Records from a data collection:
────────────────────────────────────────

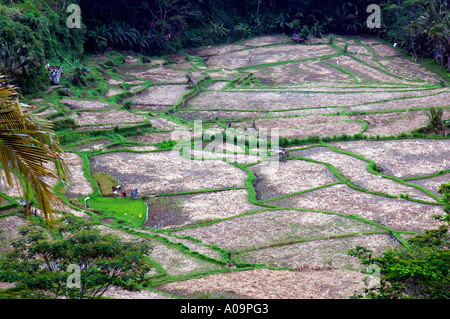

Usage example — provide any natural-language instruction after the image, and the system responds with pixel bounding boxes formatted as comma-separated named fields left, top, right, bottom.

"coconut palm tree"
left=0, top=76, right=68, bottom=226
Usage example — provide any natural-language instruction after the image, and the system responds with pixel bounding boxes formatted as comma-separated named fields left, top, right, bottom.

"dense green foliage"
left=0, top=1, right=84, bottom=94
left=0, top=217, right=151, bottom=298
left=349, top=184, right=450, bottom=299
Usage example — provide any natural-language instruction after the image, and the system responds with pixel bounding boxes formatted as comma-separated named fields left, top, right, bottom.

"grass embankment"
left=87, top=197, right=147, bottom=227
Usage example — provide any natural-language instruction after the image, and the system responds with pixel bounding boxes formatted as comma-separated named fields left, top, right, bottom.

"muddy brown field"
left=0, top=35, right=450, bottom=299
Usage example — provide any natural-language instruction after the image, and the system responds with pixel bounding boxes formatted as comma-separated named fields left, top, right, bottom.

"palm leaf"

────────────────────────────────────────

Format every line of the records above as a JSON list of strings, one string per line, with blank lines omitted. Leave the pictures out.

§ **Exercise output**
[
  "Usage example — provide any natural-language instruction after the image, and the system responds with pixel bounding boxes formatted as comma-separated named fields left, top, right, bottom.",
  "\"coconut palm tree\"",
  "left=0, top=76, right=68, bottom=226",
  "Usage example — provide any natural-language instruction after the image, and the system responds with pixel bounding boxes formatted as comma-separated named fields left, top, right, bottom.",
  "\"dense green foliage\"",
  "left=0, top=1, right=84, bottom=94",
  "left=0, top=217, right=151, bottom=298",
  "left=349, top=184, right=450, bottom=299",
  "Usage example — provide any natural-language instruction after the image, and the system responds with pixel bounding boxes formatted as comma-separated named fields left, top, right, bottom.",
  "\"grass embankment\"",
  "left=87, top=197, right=147, bottom=227",
  "Usage example — provide any natural-language instruction after the image, and the system responds with pixel bounding boxes formatted as comma-separated named fields left, top, right, bottom.",
  "\"muddy brown field\"",
  "left=0, top=35, right=450, bottom=299",
  "Usage example — provide any natural-language instruction after the image, and the system responds with pixel bounding boxes formatted as comma-separated named fields left, top, right, bottom.",
  "\"palm leaf\""
]